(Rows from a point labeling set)
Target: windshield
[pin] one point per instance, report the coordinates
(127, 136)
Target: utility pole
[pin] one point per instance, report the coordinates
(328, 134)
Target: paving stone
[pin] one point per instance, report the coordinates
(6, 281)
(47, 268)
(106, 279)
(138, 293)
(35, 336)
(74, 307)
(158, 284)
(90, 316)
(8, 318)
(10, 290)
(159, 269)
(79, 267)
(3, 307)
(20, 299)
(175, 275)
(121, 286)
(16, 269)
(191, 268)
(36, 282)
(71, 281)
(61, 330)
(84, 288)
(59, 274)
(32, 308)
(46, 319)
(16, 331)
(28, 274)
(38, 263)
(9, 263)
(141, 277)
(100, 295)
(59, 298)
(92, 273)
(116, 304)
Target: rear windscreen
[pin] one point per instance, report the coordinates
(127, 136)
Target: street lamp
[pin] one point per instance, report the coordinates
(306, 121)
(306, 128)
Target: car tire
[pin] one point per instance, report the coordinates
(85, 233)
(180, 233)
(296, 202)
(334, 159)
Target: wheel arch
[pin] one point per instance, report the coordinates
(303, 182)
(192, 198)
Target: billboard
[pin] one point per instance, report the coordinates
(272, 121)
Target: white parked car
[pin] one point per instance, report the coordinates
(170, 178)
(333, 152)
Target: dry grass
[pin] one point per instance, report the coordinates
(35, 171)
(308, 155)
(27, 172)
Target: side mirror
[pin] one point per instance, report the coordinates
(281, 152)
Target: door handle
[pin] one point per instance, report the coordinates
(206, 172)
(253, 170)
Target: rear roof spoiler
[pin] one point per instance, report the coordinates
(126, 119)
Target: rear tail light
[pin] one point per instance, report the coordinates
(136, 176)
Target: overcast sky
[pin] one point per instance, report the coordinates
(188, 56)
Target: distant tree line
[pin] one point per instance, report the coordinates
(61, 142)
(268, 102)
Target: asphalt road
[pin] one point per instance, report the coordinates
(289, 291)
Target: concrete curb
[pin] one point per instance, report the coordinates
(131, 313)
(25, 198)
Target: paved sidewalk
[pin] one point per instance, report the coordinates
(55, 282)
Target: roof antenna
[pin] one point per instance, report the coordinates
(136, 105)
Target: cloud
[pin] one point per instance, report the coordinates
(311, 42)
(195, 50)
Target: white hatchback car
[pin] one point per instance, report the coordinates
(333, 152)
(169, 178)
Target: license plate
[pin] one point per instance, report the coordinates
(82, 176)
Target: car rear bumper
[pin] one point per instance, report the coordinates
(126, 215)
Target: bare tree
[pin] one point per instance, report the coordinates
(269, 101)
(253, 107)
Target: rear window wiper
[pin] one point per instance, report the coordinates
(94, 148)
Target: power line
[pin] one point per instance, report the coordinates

### Prompt
Starting with the row that contains "Target: rear window wiper" and going on through the end of the rows, write out every line again with nothing left out. Scale each point coordinate by 0.75 and round it to a whole number, with halves rounded up.

### Answer to the task
Target: rear window wiper
[pin] one point per instance, report the coordinates
(71, 111)
Target: power line
[pin] one point per instance, report the coordinates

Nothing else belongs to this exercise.